■ **YOUR TASKS**
1. In the outrigger canoe forum thread, how many clubs does Roger Meyer say had formed in the span of seven years?
2. Express the dataset listing as a JSON list of strings with one string per line, skipping blank lines and leaving out the pictures.

The Liberty Race will be no different, someone has to do all this work and someone has to be ultimately responsible if things go wrong.

In my opinion, the thrill of competing here is not just the paddling, it's the participation amongst all this chaos and being surrounded by all these iconic locations, i've not see anything like this anywhere else, it's unique to NY.

This Liberty Race and Molokai Hoe are like chalk and cheese, they're at opposite ends of the spectrum and i recon every dinkum outrigger paddler should have them both on their "to bloody do" list.

R


#5 Sun, 03/13/2011 - 12:28am


Sorry Rambo,
But it was for no good reason - just ignorance, for they never saw a six man outrigger canoe before and wondered what the heck it was. ESPN2 televised the first race back in 1997 (not 1996). There was also a front page picture of the winning Hawaii crew and canoe in one of the New York papers (Post? I can't find it anymore). The Times had a front page picture of a women's crew in the June 28, 1998 edition for the 2nd annual race. Too bad can't find that video anymore of the CG racing over and hailing the canoe to stop, just out of curiosity in the middle of the race. Took the CG awhile to figure out what was going on before they let them go. They could of cost them the lead?


#6 Tue, 03/15/2011 - 2:23pm


I thought the first Liberty was '96 but i could be wrong. Be nice to see that video, i searched everywhere even the Internet Archive www.archive.org Wayback Machine, nothing there. Bummer.

I still recon the chaos is all part of the race, stoppages and all and there have been plenty of them over the years.
I wonder what i said between the Oc6 and the CG??
Who was in the canoe Koa?


#7 Tue, 03/15/2011 - 2:52pm


This is a good read from 2003 FOX news

Funny how perceptions change hey.

NEW YORK — Picture the opening of Hawaii Five-O: McGarrett looking tough, "Book 'em, Dano" chasing down a bad guy and a group of bare-chested Hawaiians paddling a funky-looking canoe down a breaking wave.

Now picture that canoe, actually a seagoing vessel called an outrigger, paddled by a group of men and women of various ages around the Statue of Liberty. That was the scene recently in New York, just one East Coast port city where a growing number of people are trying this newly trendy sport.

A traditionally Hawaiian sport in the U.S., outrigging is being taken up by athletes in places like Philadelphia, Connecticut and Virginia, where palm trees and coconuts are rare but thrill-seekers aren't. The sport is more popular and better established on the West Coast.

“It took root in about 1996 ... They started with one, two, three clubs with uncoalesced humans who loved the culture and the sport,” said Roger Meyer, founder of New York Outrigger. “From there, in the span of seven years, we have 40 clubs ranging from 15 to 100 members per club.”

Items listed in a dataset:
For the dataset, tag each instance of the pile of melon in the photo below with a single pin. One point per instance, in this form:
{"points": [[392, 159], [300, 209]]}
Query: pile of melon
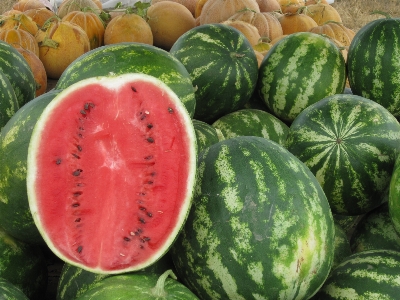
{"points": [[210, 149]]}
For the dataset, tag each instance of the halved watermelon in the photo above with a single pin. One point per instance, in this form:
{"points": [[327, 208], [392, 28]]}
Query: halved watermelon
{"points": [[111, 168]]}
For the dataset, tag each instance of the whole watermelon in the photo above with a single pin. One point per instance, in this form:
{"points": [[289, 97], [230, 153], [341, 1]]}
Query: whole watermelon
{"points": [[260, 226], [350, 143], [371, 274], [373, 63], [299, 70], [223, 68]]}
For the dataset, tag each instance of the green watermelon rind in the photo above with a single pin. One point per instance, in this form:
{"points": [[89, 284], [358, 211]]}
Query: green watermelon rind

■ **RESPONSES**
1. 40 clubs

2.
[
  "For the dataset, tag each instance of the pile of melon in the photo below with a single pin. One point per instance, in this form:",
  "{\"points\": [[392, 159], [300, 209]]}",
  "Query: pile of melon",
  "{\"points\": [[210, 149]]}",
  "For the dataset, tag each instance of the halved watermelon in the photo above with a single pin. One point per instance, in this form:",
  "{\"points\": [[327, 208], [392, 28]]}",
  "Query: halved watermelon",
  "{\"points\": [[111, 168]]}",
  "For the dataset, tag each instance of the whole watermelon in the photo above with a single pin. One point per instance, in this form:",
  "{\"points\": [[289, 97], [230, 153], [341, 1]]}",
  "Query: whole watermelon",
  "{\"points\": [[260, 226], [350, 143], [371, 274], [373, 63], [299, 70], [223, 68]]}",
  "For the dataset, tag each instance of the green watermelon rind in the photo above with a single pin. One point per instance, in this form:",
  "{\"points\": [[89, 284], [358, 211]]}",
  "Query: green watermelon rind"
]